## Box-labeled dataset extracts

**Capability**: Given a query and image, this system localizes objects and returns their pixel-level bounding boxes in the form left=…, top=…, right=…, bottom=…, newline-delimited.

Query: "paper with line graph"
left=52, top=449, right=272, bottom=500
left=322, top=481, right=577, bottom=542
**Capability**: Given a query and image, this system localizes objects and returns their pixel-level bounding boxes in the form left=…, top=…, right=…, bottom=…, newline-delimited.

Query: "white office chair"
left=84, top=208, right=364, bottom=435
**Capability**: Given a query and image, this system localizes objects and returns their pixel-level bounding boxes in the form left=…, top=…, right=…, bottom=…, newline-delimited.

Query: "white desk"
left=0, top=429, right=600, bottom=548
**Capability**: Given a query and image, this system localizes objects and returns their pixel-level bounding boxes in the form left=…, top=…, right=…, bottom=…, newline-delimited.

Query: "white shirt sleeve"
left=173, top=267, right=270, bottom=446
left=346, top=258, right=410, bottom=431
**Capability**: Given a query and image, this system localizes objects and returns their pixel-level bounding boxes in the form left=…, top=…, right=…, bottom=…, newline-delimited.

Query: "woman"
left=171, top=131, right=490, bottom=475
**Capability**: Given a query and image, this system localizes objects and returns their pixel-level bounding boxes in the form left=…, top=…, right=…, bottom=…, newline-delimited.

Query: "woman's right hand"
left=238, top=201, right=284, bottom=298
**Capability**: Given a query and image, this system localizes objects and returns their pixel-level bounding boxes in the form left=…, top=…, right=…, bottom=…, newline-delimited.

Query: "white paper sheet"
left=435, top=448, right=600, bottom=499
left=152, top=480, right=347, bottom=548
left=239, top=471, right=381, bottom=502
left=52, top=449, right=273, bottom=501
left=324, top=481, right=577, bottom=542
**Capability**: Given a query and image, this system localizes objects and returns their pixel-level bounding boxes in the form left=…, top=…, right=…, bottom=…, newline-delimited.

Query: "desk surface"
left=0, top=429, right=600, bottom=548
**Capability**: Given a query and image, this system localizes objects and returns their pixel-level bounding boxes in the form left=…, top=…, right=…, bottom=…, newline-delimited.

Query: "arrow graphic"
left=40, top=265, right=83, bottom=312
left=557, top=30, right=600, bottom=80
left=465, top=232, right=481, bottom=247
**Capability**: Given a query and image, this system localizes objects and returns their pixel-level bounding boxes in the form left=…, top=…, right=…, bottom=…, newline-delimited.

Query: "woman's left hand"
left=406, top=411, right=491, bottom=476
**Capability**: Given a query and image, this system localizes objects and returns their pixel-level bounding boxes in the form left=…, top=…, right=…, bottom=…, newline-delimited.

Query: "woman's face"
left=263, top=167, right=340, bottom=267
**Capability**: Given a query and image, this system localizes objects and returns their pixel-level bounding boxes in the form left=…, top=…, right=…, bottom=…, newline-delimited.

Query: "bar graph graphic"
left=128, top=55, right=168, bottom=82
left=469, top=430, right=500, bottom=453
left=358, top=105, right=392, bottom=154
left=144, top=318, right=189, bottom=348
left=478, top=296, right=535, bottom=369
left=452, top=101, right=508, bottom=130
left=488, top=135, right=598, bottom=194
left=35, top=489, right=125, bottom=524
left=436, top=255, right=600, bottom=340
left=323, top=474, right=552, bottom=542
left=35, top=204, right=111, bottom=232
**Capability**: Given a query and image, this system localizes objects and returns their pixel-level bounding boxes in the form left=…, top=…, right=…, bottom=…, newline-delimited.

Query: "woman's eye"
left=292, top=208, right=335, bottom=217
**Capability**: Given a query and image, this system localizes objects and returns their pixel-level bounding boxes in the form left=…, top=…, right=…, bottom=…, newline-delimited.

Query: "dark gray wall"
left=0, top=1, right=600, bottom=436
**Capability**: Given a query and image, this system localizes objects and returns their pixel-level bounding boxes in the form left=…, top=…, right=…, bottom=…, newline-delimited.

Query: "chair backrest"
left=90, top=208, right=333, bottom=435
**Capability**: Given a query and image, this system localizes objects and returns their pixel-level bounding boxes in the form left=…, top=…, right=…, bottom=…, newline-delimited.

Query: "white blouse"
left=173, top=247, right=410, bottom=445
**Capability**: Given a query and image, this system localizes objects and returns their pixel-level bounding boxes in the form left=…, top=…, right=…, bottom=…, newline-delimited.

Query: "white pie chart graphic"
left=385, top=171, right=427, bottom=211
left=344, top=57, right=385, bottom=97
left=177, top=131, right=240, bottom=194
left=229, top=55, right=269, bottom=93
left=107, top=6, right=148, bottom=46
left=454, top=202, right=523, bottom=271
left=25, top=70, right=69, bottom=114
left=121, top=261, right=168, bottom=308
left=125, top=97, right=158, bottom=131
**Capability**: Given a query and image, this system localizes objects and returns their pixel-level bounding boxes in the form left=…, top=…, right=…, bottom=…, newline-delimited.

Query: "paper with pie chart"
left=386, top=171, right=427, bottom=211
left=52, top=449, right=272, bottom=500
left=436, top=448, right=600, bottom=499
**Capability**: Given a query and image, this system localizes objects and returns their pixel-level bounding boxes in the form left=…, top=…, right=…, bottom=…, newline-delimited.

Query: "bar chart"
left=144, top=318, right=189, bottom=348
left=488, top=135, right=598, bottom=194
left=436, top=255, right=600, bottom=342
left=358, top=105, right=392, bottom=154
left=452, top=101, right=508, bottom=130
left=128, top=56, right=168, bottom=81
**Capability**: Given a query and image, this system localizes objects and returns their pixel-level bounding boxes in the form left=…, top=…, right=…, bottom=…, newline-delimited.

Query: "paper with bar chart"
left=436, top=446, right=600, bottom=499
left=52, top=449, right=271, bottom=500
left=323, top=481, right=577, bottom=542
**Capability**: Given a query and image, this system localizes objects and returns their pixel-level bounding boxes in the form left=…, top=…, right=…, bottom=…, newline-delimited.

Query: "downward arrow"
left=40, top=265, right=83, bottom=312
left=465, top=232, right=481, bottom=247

## Your instructions
Write out the complete set of records exactly as given.

## Complete response
**Capability**: Given a query and image, this system localizes objects and returns their pixel-level bounding boxes in the form left=…, top=…, right=…, bottom=…, newline-delimited.

Query: "paper with line graph"
left=52, top=449, right=272, bottom=500
left=322, top=481, right=577, bottom=542
**Capability**: Given a query and image, this system localizes objects and returns their pixel-level bounding boxes in the form left=…, top=…, right=…, bottom=…, newline-delimited.

Query: "white office chair"
left=84, top=208, right=364, bottom=435
**Capability**: Given a query and image, this system localizes objects and returns their pixel-level bounding boxes in the form left=…, top=…, right=…, bottom=…, newline-delimited.

Query: "white desk"
left=0, top=429, right=600, bottom=548
**Capability**: Given a query and image, this system localizes objects and returns their pixel-level bounding boxes in the form left=…, top=…, right=…, bottom=…, newline-delimited.

Query: "white shirt sleeve"
left=173, top=267, right=270, bottom=446
left=346, top=258, right=410, bottom=431
**Capability**: Given a query and image, this system localizes objects and returns their pixel-level bounding boxes in the form left=…, top=…, right=…, bottom=…, newline-delimited.

Query: "woman"
left=171, top=131, right=490, bottom=475
**Capability**: Given a query and image, this system localizes objects and returns their pixel-level bounding boxes in the form left=…, top=…, right=…, bottom=…, newline-delimited.

Query: "woman's right hand"
left=238, top=201, right=284, bottom=298
**Capability**: Given a query and image, this system localizes objects and returns their pixel-level bounding boxes in the form left=…, top=…, right=…, bottom=…, newline-delimited.

Query: "white paper sheet"
left=435, top=448, right=600, bottom=499
left=152, top=480, right=347, bottom=548
left=239, top=471, right=381, bottom=502
left=52, top=449, right=273, bottom=501
left=324, top=481, right=577, bottom=542
**Capability**: Given a query and image, this system localizes objects and returns their pixel-level bounding boxes in the form left=…, top=…, right=…, bottom=…, newline-delimited.

Query: "desk surface"
left=0, top=429, right=600, bottom=548
**Capability**: Given a query and image, this system localizes objects and returns their pixel-level bounding boxes in the form left=…, top=…, right=…, bottom=…, newline-delimited.

Query: "arrow graphic"
left=40, top=265, right=83, bottom=312
left=557, top=30, right=600, bottom=80
left=465, top=232, right=481, bottom=247
**Capability**: Given a query and image, this system localizes objects and returns their pixel-level bounding boxes in the form left=…, top=…, right=…, bottom=…, newline-delimited.

Query: "woman's left hand"
left=406, top=411, right=491, bottom=476
**Capability**: Given a query and image, this system localizes objects and returns their pixel-level bounding boxes in the form left=…, top=…, right=…, bottom=…, newline-delimited.

Query: "woman's face"
left=263, top=167, right=340, bottom=267
**Capability**: Given a query and image, this system localizes objects and returns their pixel-level bounding boxes in the form left=…, top=…, right=…, bottom=…, newline-delimited.

Query: "bar graph graphic"
left=128, top=55, right=168, bottom=82
left=469, top=430, right=500, bottom=453
left=358, top=105, right=392, bottom=154
left=144, top=318, right=189, bottom=348
left=478, top=296, right=535, bottom=369
left=452, top=101, right=508, bottom=130
left=488, top=135, right=598, bottom=194
left=35, top=489, right=125, bottom=524
left=436, top=255, right=600, bottom=340
left=323, top=474, right=552, bottom=542
left=35, top=204, right=111, bottom=232
**Capability**: Given a query and image, this system localizes objects and returns their pixel-level bounding boxes in the form left=…, top=…, right=…, bottom=…, newline-delimited.

Query: "woman's eye"
left=292, top=208, right=335, bottom=217
**Capability**: Given a query and image, this system localizes objects and returns their pixel-level bounding boxes in the form left=…, top=…, right=…, bottom=…, newline-delimited.

Query: "dark gray wall"
left=0, top=1, right=600, bottom=436
**Capability**: Given a query and image, this system localizes objects and returns their pixel-level bounding boxes in the form left=…, top=…, right=…, bottom=…, newline-delimited.

Query: "chair backrest"
left=90, top=208, right=333, bottom=435
**Capability**: Given a query and image, this system localizes objects and returns their pixel-level bounding boxes in the form left=…, top=…, right=…, bottom=…, newline-delimited.

Query: "white blouse"
left=173, top=247, right=410, bottom=445
**Capability**: Given a query and image, this system localizes objects and returns their pixel-level bounding boxes in the form left=…, top=…, right=…, bottom=…, newline-delimited.

Query: "white pie chart graphic"
left=385, top=171, right=427, bottom=211
left=344, top=57, right=385, bottom=97
left=177, top=131, right=240, bottom=194
left=229, top=55, right=269, bottom=93
left=107, top=6, right=148, bottom=46
left=454, top=202, right=523, bottom=271
left=25, top=70, right=69, bottom=114
left=121, top=261, right=168, bottom=308
left=125, top=97, right=158, bottom=131
**Capability**: Given a query and image, this system localizes objects and returns their pixel-level bounding boxes in the form left=…, top=…, right=…, bottom=…, newline-delimited.

Query: "paper with pie chart"
left=386, top=171, right=427, bottom=211
left=52, top=449, right=272, bottom=500
left=436, top=448, right=600, bottom=499
**Capability**: Given a query and image, this system localizes objects and returns their pixel-level bounding boxes in the form left=…, top=…, right=…, bottom=…, newline-delimited.

Query: "bar chart"
left=144, top=318, right=189, bottom=348
left=488, top=135, right=598, bottom=194
left=436, top=255, right=600, bottom=342
left=358, top=105, right=392, bottom=154
left=452, top=101, right=508, bottom=130
left=128, top=56, right=168, bottom=81
**Capability**: Given a query and image, this system localizes objects and returns their pixel-level bounding boxes in the form left=…, top=…, right=…, bottom=…, newline-delimited.

Query: "paper with bar chart"
left=436, top=446, right=600, bottom=499
left=52, top=449, right=271, bottom=500
left=323, top=481, right=577, bottom=542
**Capability**: Given a query and image, this system localizes objects and returns their pixel-level bounding boxes in the form left=…, top=…, right=…, bottom=…, newline-delimited.

Query: "downward arrow"
left=40, top=265, right=83, bottom=312
left=465, top=232, right=481, bottom=247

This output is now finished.